=== Section Start ===
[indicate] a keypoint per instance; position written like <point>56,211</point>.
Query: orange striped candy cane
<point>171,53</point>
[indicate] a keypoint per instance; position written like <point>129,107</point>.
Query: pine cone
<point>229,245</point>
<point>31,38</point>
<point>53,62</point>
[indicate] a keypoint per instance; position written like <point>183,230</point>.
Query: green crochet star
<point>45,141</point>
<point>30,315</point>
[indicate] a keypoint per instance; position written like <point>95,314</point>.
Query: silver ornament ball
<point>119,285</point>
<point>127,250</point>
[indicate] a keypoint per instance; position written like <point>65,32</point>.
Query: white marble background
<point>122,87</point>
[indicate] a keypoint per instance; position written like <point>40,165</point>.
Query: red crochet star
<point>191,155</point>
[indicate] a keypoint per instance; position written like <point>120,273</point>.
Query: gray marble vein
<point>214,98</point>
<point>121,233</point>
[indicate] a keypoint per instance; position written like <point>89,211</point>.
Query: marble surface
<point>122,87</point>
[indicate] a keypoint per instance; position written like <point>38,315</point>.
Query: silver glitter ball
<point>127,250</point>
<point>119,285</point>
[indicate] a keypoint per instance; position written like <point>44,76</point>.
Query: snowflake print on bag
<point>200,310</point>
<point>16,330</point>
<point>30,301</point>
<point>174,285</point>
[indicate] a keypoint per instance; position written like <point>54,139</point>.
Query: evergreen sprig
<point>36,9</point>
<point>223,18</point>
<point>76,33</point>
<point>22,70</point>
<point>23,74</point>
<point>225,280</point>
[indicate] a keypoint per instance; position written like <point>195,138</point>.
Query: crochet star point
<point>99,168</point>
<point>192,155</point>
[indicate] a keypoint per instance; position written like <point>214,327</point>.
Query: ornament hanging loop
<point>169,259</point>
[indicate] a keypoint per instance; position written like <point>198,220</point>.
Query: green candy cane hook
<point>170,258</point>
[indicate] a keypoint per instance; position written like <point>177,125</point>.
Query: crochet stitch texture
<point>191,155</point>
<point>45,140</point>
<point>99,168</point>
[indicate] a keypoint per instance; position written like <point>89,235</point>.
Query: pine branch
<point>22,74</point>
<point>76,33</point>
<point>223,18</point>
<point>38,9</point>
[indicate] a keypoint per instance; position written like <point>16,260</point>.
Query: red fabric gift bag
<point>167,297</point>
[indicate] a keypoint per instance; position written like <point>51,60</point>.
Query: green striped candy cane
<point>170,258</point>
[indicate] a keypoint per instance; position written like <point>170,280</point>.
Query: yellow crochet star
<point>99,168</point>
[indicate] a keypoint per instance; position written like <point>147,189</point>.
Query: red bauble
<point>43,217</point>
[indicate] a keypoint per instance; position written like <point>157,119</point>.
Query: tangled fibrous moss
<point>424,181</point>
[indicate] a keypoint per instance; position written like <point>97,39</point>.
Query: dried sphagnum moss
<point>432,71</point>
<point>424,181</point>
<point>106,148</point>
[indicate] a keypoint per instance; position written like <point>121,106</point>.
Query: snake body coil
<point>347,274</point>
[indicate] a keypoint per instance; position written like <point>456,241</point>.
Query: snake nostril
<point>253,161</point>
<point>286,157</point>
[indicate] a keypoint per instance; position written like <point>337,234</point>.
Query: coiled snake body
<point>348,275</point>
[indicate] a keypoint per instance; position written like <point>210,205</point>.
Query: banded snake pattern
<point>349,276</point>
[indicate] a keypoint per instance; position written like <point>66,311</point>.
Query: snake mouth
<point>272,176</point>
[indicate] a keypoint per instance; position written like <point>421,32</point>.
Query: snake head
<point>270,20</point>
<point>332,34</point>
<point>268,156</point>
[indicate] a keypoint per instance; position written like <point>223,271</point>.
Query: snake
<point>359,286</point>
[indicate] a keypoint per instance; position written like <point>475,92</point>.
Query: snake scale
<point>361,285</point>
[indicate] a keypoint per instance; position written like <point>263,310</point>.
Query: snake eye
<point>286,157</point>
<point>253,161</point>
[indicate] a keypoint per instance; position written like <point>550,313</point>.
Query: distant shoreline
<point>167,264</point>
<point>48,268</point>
=== Section End ===
Instructions for the task:
Every entry must be set down again exactly as it reads.

Written solution:
[indicate] a keypoint per instance; position written like <point>56,211</point>.
Query: orange striped candy cane
<point>171,53</point>
[indicate] a keypoint per instance; position written like <point>129,107</point>.
Query: pine cone
<point>229,245</point>
<point>31,38</point>
<point>53,62</point>
[indicate] a keypoint per instance; position written like <point>183,230</point>.
Query: green crochet star
<point>45,141</point>
<point>30,315</point>
[indicate] a keypoint per instance; position written like <point>95,314</point>.
Query: silver ornament ball
<point>119,285</point>
<point>127,250</point>
[indicate] a keypoint per instance; position written like <point>65,32</point>.
Query: white marble background
<point>122,87</point>
[indicate] a keypoint per instance; position written like <point>40,165</point>.
Query: red crochet star
<point>191,155</point>
[indicate] a keypoint per instance; position written like <point>120,273</point>.
Query: gray marble vein
<point>214,98</point>
<point>121,233</point>
[indicate] a keypoint per instance; position written like <point>89,211</point>.
Query: marble surface
<point>122,87</point>
[indicate] a keypoint per instance; position written like <point>38,315</point>.
Query: silver glitter ball
<point>127,250</point>
<point>119,285</point>
[indicate] a keypoint per instance; position written like <point>44,76</point>.
Query: snowflake print on bag
<point>200,310</point>
<point>16,330</point>
<point>30,301</point>
<point>174,285</point>
[indicate] a keypoint per instance; position written like <point>54,139</point>.
Query: evergreen sprig
<point>36,9</point>
<point>223,18</point>
<point>76,33</point>
<point>22,70</point>
<point>23,74</point>
<point>225,280</point>
[indicate] a keypoint per instance; position written like <point>195,138</point>.
Query: crochet star point
<point>99,168</point>
<point>192,155</point>
[indicate] a keypoint per instance; position written like <point>214,327</point>.
Query: ornament hanging loop
<point>169,259</point>
[indicate] a keypoint per instance; position written like <point>198,220</point>.
Query: green candy cane hook
<point>170,258</point>
[indicate] a keypoint per instance; position written like <point>177,125</point>.
Query: crochet stitch texture
<point>191,155</point>
<point>45,140</point>
<point>99,168</point>
[indicate] a keypoint per instance; position written like <point>89,235</point>.
Query: pine branch
<point>22,74</point>
<point>76,33</point>
<point>223,18</point>
<point>38,9</point>
[indicate] a keypoint per instance; position written like <point>16,260</point>.
Query: red fabric gift bag
<point>167,297</point>
[indicate] a keypoint per instance; position written like <point>51,60</point>.
Query: green striped candy cane
<point>170,258</point>
[indicate] a keypoint per instance; position written like <point>170,280</point>.
Query: yellow crochet star
<point>99,168</point>
[indicate] a keypoint per instance; position written like <point>147,189</point>.
Query: red bauble
<point>43,217</point>
[indicate] a keypoint per instance; position written like <point>157,119</point>.
Query: tangled fibrous moss
<point>424,181</point>
[indicate] a keypoint per instance; position written like <point>97,39</point>.
Query: dried sphagnum moss
<point>432,71</point>
<point>424,181</point>
<point>106,148</point>
[indicate] a keypoint per instance; position written like <point>121,106</point>.
Query: snake body coil
<point>347,274</point>
[indicate] a keypoint per instance; position written like <point>456,241</point>.
Query: snake nostril
<point>253,161</point>
<point>286,157</point>
[indicate] a keypoint per instance; position written like <point>337,234</point>.
Query: coiled snake body
<point>348,275</point>
[indicate] a keypoint per instance; position written like <point>210,205</point>.
Query: banded snake pattern
<point>349,276</point>
[indicate] a keypoint per instance; position written like <point>66,311</point>.
Query: snake mouth
<point>272,176</point>
[indicate] a keypoint per instance; position written like <point>421,32</point>.
Query: snake head
<point>270,20</point>
<point>332,34</point>
<point>268,156</point>
[indicate] a keypoint per instance; position written like <point>223,271</point>.
Query: snake
<point>359,286</point>
[indicate] a keypoint per instance; position written like <point>475,92</point>.
Query: snake scale
<point>361,285</point>
[indicate] a keypoint per instance; position written like <point>263,310</point>.
Query: snake eye
<point>286,157</point>
<point>253,161</point>
[indicate] a keypoint per instance; position written like <point>550,313</point>.
Query: distant shoreline
<point>167,264</point>
<point>48,268</point>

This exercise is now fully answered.